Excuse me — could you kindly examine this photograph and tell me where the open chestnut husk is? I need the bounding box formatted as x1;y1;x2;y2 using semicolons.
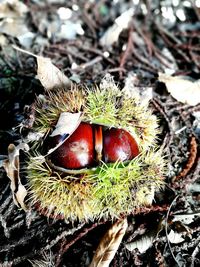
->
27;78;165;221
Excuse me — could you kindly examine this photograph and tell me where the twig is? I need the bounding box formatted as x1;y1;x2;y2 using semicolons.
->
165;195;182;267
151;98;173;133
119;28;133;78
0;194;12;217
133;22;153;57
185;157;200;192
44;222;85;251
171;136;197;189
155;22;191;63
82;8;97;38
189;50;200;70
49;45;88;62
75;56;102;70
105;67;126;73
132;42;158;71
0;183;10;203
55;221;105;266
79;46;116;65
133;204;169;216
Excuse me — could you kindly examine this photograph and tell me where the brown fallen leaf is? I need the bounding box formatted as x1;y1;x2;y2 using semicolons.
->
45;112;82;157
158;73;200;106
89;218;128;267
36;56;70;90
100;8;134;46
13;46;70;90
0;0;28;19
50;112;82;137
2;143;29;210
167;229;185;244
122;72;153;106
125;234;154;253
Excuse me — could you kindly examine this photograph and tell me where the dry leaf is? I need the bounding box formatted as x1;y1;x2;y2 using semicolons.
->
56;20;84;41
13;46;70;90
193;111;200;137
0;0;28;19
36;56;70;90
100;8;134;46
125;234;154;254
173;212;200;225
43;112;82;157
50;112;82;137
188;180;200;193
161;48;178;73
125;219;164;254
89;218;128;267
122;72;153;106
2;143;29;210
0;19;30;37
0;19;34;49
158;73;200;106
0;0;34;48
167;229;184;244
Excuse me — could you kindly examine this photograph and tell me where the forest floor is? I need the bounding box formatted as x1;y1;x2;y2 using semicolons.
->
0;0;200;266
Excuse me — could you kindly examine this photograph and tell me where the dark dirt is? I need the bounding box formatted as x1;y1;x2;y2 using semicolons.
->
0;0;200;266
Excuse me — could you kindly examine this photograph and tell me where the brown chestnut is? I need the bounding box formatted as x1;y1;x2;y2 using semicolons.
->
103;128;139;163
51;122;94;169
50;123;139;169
---+---
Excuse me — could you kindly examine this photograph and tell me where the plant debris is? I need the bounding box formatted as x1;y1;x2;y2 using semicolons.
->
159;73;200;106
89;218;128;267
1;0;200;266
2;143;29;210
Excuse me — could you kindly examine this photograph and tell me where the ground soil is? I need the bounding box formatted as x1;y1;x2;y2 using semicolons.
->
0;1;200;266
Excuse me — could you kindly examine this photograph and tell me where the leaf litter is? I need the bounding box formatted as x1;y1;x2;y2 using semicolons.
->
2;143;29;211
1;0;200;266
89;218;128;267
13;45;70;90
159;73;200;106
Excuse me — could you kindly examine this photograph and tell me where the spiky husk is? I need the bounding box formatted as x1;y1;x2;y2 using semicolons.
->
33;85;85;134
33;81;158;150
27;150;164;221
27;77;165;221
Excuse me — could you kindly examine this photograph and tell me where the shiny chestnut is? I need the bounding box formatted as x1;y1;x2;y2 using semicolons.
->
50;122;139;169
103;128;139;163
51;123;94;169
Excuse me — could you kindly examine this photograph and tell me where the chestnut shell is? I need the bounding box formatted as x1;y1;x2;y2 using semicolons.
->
---+---
Would you copy out exactly the lines above that start at the one containing "the brown fallen" and end at the one containing "the brown chestnut", inclusive?

Excuse me — could you kindly examine this photograph and tell me where the brown fallen leaf is? I need the bounding box formatted as x1;y1;x2;y2 using semicolons.
->
45;112;82;157
158;73;200;106
89;218;128;267
36;56;70;90
100;8;134;46
13;46;70;90
0;0;28;19
50;112;82;137
2;143;29;210
167;229;185;244
122;72;153;106
125;234;154;253
Excuse me — could you kindly examine this photograph and tell me where the dry leaf is? I need the bounding box formatted as x1;y1;x2;y2 using semicolons.
->
56;20;84;41
13;46;70;90
193;111;200;137
0;0;28;19
36;56;70;90
100;8;134;46
125;234;154;254
173;212;200;225
43;112;82;157
50;112;82;137
188;180;200;193
161;48;178;73
125;219;164;254
89;218;128;267
122;72;153;106
2;143;29;210
0;19;30;37
0;19;34;49
158;73;200;106
0;0;34;48
167;229;184;244
Excuse me — could you kindly examine this photograph and tell me where the forest floor is? I need the bounding box formatted as x1;y1;x2;y2 using semicolons.
->
0;0;200;266
Excuse me — could you kindly examine this photograph and tell me where the dark dirt is? I need the bounding box formatted as x1;y1;x2;y2 using semicolons.
->
0;0;200;266
Excuse me — could you kindly examine this photograph and tell me where the brown chestnut is? I need the bounding box formatted as x1;y1;x2;y2 using semicolons.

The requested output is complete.